## [Exercise prompt]
Output the entries verbatim, including every line.
++++
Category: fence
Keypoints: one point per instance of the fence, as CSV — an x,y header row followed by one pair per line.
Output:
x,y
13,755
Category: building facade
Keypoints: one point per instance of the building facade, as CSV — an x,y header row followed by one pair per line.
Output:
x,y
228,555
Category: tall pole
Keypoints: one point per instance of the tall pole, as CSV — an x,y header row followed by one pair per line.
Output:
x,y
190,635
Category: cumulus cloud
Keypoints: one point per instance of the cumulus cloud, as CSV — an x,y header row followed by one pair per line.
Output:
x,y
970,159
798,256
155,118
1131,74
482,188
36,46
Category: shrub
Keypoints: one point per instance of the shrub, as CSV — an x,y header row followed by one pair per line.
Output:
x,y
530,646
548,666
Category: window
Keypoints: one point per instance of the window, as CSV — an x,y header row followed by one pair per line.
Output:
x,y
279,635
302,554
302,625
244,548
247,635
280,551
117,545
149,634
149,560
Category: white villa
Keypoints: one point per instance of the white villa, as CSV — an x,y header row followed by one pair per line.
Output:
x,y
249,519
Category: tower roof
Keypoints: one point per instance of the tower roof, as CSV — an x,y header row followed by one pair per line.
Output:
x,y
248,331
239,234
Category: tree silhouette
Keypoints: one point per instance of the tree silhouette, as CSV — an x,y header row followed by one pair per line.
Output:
++++
## [Exercise answer]
Category: fence
Keypoints: one point per instance of the fence, as CSV — an x,y header row followed by one pair per line.
Output:
x,y
13,755
Category: building facade
Keypoints: one point per instance of the building facade, as CSV — an x,y header row followed by one pair per line.
Output:
x,y
228,555
Category: tall pole
Keypoints: one point per instance of the tall pole, as CSV — an x,y header row followed by one pair per line.
Output:
x,y
190,635
Category: cumulus cloud
Keypoints: one point per instance of the cumulus cloud, as CSV — an x,y header row followed by one pair per line.
Output:
x,y
970,159
798,256
155,118
1131,74
482,188
36,46
Category: shrub
Keypoints: one point per instance of the shrub, as CSV — an x,y header row followed by one pair per line.
Output:
x,y
530,646
548,666
Category: window
Keypoints: one point per instance of the window, as CSV — an x,y header row followed by one pair per line.
Output:
x,y
279,635
302,554
302,625
244,548
247,635
280,551
117,545
149,634
149,560
Category: white villa
Keypoints: one point per instance of the white villa, as CSV — an x,y header row followed by one pair per line.
Output:
x,y
249,519
Category: tower roof
Keypoints: one point per instance of the tower roof, as CSV — an x,y header row followed by one pair per line.
Output:
x,y
248,331
239,234
Category: tree silhouette
Keypoints: one point per instance of the tree silhouette, as CSV — an x,y header row followed by one pair per line.
Output:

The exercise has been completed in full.